(Beginning of STUDY MATERIAL)
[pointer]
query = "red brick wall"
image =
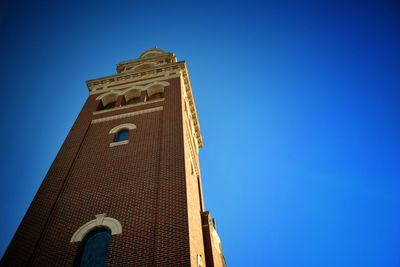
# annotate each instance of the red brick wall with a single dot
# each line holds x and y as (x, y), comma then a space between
(141, 184)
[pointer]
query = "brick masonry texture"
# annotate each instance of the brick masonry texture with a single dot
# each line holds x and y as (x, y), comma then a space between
(142, 184)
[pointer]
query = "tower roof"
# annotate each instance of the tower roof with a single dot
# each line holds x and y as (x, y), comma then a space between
(152, 52)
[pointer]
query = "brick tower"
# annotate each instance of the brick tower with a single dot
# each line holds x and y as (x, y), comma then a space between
(125, 187)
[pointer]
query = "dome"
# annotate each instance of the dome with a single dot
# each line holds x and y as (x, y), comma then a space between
(153, 52)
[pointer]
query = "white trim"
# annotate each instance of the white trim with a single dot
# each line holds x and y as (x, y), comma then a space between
(162, 83)
(126, 115)
(127, 106)
(129, 126)
(119, 143)
(100, 97)
(152, 51)
(137, 67)
(101, 220)
(104, 88)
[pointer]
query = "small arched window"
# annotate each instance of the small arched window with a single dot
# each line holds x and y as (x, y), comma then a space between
(107, 101)
(156, 96)
(121, 135)
(134, 100)
(110, 105)
(94, 248)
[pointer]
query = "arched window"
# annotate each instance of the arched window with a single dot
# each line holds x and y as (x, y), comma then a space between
(94, 248)
(156, 96)
(121, 135)
(134, 100)
(107, 101)
(110, 105)
(132, 96)
(155, 91)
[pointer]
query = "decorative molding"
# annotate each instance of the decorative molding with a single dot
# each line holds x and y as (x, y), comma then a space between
(156, 51)
(159, 71)
(119, 143)
(128, 106)
(126, 115)
(129, 126)
(188, 90)
(101, 220)
(126, 85)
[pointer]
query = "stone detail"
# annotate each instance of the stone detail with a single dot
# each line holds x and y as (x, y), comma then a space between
(126, 115)
(101, 220)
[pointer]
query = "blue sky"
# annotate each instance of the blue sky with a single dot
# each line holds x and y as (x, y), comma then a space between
(298, 104)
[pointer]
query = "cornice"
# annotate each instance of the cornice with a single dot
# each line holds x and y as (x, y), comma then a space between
(192, 105)
(103, 83)
(159, 72)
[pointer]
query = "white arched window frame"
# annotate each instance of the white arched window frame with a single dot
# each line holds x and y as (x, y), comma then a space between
(144, 66)
(155, 88)
(100, 221)
(108, 98)
(132, 93)
(116, 129)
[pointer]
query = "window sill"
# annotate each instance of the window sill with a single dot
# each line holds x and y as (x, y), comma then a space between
(127, 106)
(119, 143)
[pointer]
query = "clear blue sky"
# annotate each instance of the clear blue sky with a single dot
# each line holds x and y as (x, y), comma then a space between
(299, 106)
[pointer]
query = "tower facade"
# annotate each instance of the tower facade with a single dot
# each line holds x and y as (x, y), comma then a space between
(125, 187)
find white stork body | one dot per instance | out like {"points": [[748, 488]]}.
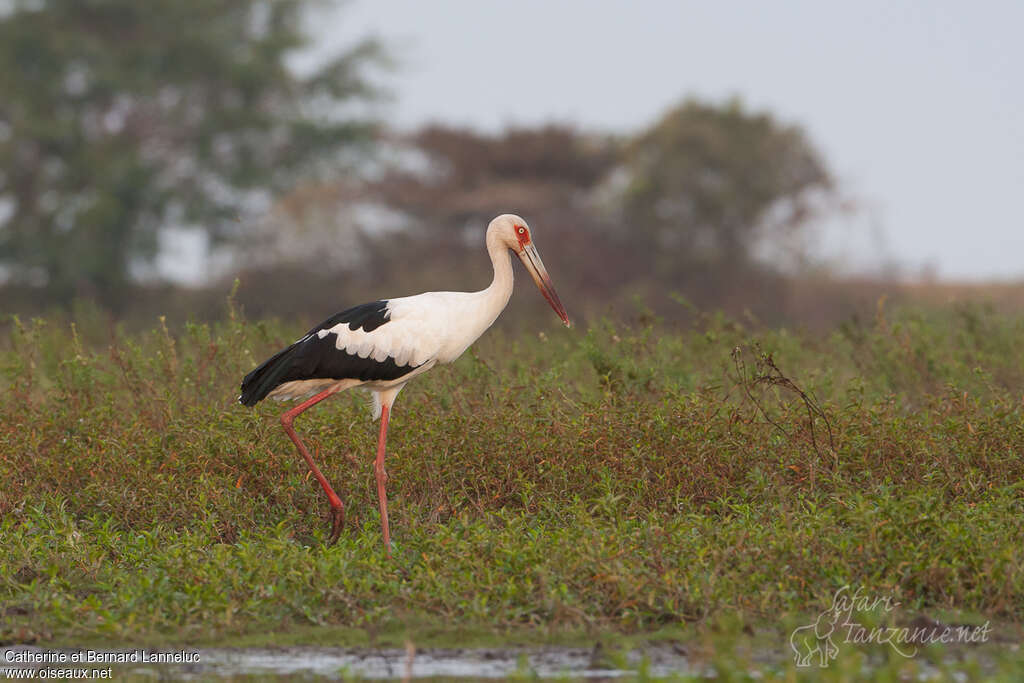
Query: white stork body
(End of STUDY MATERIAL)
--- PROBLEM STATEMENT ---
Once you have counted the lines of the records that contain the word "molding", give the count and nothing else.

--- EXERCISE ANSWER ---
2